Identify every line in the entries below that contains the word "green" and copy each of those lines in full.

▶ Entries from a dataset:

◇ ◇ ◇

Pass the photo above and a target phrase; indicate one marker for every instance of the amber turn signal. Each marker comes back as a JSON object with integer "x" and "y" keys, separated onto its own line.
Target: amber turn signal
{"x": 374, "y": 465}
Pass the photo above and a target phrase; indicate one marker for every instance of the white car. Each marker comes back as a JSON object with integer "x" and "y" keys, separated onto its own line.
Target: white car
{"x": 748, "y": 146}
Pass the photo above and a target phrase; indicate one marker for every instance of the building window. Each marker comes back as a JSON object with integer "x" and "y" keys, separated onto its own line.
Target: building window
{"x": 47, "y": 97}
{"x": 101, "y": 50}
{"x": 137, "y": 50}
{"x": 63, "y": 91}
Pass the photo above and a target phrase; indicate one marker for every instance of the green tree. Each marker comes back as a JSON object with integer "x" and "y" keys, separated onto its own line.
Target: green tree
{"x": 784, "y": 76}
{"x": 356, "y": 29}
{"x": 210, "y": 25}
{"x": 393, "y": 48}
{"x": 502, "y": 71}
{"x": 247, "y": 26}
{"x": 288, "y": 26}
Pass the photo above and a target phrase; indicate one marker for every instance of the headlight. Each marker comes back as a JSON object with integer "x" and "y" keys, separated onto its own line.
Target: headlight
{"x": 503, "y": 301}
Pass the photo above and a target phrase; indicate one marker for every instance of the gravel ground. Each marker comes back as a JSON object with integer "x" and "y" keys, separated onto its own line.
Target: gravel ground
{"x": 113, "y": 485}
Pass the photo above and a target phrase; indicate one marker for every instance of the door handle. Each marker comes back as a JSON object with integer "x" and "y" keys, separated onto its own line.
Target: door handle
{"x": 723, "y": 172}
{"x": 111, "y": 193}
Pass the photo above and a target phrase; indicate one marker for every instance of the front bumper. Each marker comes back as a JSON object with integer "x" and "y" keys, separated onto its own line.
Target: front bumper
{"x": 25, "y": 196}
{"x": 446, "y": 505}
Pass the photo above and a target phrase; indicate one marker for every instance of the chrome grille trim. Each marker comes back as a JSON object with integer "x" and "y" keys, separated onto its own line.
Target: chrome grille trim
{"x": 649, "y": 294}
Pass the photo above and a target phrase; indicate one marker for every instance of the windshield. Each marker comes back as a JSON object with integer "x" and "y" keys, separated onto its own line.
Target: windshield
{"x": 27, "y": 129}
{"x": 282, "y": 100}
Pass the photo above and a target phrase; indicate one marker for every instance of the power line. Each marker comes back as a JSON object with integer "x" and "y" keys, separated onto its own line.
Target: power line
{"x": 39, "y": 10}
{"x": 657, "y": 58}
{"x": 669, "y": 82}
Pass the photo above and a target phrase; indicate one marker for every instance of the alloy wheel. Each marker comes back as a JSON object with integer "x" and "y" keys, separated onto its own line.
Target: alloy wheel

◇ ◇ ◇

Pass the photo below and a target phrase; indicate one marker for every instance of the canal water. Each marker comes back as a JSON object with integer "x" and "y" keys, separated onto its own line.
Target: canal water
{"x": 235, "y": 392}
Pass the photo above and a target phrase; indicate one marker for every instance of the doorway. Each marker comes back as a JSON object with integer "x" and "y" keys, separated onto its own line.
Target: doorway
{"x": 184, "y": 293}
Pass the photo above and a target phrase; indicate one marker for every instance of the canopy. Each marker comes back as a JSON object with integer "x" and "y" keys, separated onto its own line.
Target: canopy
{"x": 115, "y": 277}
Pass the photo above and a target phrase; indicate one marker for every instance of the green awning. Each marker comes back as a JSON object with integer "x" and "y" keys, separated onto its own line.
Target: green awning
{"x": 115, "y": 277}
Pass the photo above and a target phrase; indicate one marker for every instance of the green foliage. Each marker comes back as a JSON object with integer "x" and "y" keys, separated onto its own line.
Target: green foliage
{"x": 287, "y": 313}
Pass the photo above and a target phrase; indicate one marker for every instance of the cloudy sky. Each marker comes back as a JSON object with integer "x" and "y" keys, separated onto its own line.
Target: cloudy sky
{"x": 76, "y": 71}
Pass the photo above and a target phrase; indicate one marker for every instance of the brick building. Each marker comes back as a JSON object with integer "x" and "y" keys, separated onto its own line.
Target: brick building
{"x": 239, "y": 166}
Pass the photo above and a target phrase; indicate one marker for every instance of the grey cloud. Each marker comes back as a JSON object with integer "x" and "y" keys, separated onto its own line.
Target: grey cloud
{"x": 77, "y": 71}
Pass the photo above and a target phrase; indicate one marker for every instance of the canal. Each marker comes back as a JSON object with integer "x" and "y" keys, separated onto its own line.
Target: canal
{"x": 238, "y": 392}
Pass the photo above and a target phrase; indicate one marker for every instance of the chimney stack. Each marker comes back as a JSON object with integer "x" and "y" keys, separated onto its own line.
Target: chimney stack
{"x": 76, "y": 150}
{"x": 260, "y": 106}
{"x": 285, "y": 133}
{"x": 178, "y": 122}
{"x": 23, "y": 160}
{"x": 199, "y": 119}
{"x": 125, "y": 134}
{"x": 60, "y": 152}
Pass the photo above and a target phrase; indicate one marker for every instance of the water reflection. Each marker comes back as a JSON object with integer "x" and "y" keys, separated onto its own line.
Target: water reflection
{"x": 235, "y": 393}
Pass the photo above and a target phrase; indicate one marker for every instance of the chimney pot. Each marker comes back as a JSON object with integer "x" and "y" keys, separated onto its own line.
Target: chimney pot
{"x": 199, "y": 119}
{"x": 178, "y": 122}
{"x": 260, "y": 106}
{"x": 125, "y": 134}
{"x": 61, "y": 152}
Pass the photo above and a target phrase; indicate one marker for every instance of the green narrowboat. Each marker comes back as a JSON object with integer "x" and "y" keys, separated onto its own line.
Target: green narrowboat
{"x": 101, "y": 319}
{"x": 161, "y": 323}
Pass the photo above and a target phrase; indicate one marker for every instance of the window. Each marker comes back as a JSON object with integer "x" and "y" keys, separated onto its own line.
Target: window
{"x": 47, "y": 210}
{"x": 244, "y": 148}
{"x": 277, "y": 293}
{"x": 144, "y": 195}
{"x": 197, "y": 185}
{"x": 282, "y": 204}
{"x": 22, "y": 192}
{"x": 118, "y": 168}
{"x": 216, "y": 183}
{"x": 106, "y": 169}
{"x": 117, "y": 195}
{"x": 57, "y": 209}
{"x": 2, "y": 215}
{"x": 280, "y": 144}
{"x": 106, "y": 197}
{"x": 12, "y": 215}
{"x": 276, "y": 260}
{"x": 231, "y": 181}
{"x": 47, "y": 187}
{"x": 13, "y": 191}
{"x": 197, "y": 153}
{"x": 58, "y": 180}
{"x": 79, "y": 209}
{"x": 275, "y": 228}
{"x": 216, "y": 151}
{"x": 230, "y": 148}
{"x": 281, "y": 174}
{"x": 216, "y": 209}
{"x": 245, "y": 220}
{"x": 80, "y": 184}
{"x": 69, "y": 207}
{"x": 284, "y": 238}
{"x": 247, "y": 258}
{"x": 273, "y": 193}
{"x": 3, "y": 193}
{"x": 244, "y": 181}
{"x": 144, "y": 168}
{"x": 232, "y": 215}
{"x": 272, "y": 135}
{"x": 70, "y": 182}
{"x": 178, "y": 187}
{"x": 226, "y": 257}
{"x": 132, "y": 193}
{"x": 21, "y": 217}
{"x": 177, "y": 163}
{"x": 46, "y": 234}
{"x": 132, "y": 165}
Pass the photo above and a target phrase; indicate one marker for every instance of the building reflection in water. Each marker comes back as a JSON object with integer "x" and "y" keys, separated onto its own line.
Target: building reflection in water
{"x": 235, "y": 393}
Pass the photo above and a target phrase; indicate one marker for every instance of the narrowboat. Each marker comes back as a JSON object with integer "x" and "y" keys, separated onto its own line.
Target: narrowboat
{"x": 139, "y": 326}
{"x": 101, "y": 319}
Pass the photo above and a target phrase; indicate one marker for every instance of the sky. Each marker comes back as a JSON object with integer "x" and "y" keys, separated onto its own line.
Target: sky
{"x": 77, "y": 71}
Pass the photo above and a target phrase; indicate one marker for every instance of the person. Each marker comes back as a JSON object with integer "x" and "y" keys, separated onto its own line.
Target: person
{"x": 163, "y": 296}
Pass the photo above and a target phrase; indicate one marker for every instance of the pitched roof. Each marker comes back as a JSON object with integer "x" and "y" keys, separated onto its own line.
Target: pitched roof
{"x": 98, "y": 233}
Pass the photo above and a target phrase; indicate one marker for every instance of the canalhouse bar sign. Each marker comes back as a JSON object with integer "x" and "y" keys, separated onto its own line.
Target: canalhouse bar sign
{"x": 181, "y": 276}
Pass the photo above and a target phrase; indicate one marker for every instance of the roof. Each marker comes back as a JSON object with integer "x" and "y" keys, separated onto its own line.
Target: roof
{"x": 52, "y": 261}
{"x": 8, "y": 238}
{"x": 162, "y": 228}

◇ ◇ ◇

▶ OUTPUT BELOW:
Pass the photo above and a target phrase; indicate one marker for every instance of the green tree. Each marker comes back as a JSON object with integer "x" and "y" keys, separated onto its own line.
Target: green tree
Pass the photo above and a target phrase; indicate one marker for every instance of the green awning. Each marker comes back as a JSON object with integer "x" and "y" keys, separated onto its own line.
Target: green awning
Pass the photo above and a target phrase; indicate one marker for every instance of the green foliage. Each marker comes back as a JSON object with integer "x" and "y" keys, separated onto its own line.
Target: green foliage
Pass the photo above and a target phrase; indicate one marker for every instance of the green narrowboat. Each marker comes back as a JSON object with integer "x" and "y" keys, separated onto its own line.
Target: green narrowboat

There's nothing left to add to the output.